◆ Reading text
********

Thomas Francis O'Higgins (23 July 1916 – 25 February 2003) was an Irish Fine Gael politician, barrister and judge who served as Chief Justice of Ireland from 1974 to 1985, a Judge of the European Court of Justice from 1985 to 1991, a Judge of the High Court from 1973 to 1974, Deputy Leader of Fine Gael from 1972 to 1977 and Minister for Health from 1954 to 1957. He served as a Teachta Dála (TD) from 1948 to 1969.

Part of a new generation of Fine Gael leaders who emerged in the 1950s and 1960s, O'Higgins worked alongside Declan Costello and Garret FitzGerald to liberalise the conservative Fine Gael.  In the late 1960s and early 1970s, O'Higgins twice contested the presidency of Ireland; in his first attempt in 1966, he lost by 1% of the vote against Éamon de Valera. In the aftermath, his personal image was greatly enhanced and he was catapulted into the position of deputy leader of Fine Gael. Despite being the initial favourite to win, O'Higgins lost the 1973 Irish presidential election to Erskine H. Childers.

In 1973 O'Higgins became a judge on the High Court and the following year was named Chief Justice of Ireland on the Supreme Court. Although a liberal politician, O'Higgins was considered by many a conservative judge, given his rulings on matters such as contraceptives and homosexuality. In 1985 O'Higgins became a member of the European Court of Justice, which he served on until 1991 and thereafter when into retirement.

********

◆ Stated task
Say whether each statement agrees with the O'Higgins biography, answering yes or no and quoting the deciding words: (a) O'Higgins was Minister for Health from 1954 to 1957. (b) O'Higgins won the 1966 presidential election against Éamon de Valera. (c) O'Higgins became Chief Justice of Ireland before he became a High Court judge. The material has no connection to the O'Higgins biography.

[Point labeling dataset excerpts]
********

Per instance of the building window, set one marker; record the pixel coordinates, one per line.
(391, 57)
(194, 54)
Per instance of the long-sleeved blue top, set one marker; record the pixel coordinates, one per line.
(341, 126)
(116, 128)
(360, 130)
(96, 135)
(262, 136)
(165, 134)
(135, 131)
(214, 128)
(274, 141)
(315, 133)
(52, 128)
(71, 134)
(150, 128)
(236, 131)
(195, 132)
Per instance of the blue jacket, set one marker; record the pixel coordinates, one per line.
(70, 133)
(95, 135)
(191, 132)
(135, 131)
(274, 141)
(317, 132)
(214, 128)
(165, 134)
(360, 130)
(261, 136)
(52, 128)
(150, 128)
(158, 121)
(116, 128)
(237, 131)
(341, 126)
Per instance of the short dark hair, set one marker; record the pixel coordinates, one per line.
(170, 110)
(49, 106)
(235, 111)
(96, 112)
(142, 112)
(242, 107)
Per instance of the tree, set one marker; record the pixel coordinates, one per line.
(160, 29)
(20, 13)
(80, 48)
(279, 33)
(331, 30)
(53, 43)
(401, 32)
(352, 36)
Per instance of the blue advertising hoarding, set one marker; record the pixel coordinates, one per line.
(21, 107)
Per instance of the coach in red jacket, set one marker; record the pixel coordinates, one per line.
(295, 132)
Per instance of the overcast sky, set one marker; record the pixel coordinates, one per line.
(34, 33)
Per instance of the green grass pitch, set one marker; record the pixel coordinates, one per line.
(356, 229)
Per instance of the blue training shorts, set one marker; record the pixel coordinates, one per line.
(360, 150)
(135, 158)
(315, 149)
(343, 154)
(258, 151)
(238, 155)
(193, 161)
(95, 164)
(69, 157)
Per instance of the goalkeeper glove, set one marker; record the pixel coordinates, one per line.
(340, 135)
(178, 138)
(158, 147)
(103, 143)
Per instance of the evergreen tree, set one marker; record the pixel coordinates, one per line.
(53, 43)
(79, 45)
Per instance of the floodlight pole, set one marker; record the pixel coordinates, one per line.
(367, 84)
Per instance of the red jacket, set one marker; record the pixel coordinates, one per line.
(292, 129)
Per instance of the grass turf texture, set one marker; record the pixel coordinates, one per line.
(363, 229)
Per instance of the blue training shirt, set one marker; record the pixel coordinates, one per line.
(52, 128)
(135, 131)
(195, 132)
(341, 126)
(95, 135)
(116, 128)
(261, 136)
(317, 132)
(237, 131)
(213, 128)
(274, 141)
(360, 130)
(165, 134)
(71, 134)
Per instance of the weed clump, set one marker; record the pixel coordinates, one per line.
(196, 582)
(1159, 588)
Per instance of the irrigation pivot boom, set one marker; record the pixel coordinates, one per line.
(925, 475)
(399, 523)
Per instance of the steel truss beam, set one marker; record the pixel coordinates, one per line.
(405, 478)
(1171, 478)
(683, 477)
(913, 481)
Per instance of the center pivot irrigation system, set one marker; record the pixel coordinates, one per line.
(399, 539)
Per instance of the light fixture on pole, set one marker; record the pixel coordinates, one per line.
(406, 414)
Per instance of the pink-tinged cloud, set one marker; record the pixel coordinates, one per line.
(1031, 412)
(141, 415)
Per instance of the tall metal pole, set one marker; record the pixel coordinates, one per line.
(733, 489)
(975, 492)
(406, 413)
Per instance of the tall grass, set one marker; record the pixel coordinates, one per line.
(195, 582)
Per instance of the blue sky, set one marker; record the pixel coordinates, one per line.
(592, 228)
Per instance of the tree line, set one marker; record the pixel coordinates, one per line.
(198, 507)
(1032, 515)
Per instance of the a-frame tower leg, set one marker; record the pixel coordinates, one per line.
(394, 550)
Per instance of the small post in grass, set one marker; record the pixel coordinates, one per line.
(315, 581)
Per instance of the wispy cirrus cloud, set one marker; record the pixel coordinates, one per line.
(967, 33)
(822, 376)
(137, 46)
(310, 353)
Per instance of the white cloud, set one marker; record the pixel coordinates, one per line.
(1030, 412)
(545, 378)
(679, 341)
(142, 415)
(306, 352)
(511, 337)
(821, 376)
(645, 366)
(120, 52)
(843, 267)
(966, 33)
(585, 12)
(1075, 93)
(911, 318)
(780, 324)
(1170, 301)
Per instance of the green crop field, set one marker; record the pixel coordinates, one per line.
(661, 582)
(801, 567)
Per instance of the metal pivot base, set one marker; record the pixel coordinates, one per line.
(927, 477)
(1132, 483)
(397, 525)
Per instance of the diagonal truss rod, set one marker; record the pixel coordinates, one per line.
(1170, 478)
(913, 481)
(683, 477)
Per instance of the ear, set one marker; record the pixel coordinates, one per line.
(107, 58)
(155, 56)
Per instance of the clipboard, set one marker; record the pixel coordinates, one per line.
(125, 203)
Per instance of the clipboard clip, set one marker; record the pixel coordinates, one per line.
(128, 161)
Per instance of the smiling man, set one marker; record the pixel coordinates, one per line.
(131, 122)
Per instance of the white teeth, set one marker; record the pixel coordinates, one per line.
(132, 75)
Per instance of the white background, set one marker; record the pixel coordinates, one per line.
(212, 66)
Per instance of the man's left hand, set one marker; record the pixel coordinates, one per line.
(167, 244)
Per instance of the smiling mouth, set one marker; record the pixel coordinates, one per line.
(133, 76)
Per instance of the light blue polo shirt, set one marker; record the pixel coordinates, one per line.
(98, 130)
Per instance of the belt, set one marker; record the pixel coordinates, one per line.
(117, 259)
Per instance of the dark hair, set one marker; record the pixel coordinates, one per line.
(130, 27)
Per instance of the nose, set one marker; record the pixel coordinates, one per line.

********

◆ Right answer
(a) Yes: "Minister for Health from 1954 to 1957."
(b) No: "in his first attempt in 1966, he lost by 1% of the vote against Éamon de Valera."
(c) No: "In 1973 O'Higgins became a judge on the High Court and the following year was named Chief Justice of Ireland on the Supreme Court."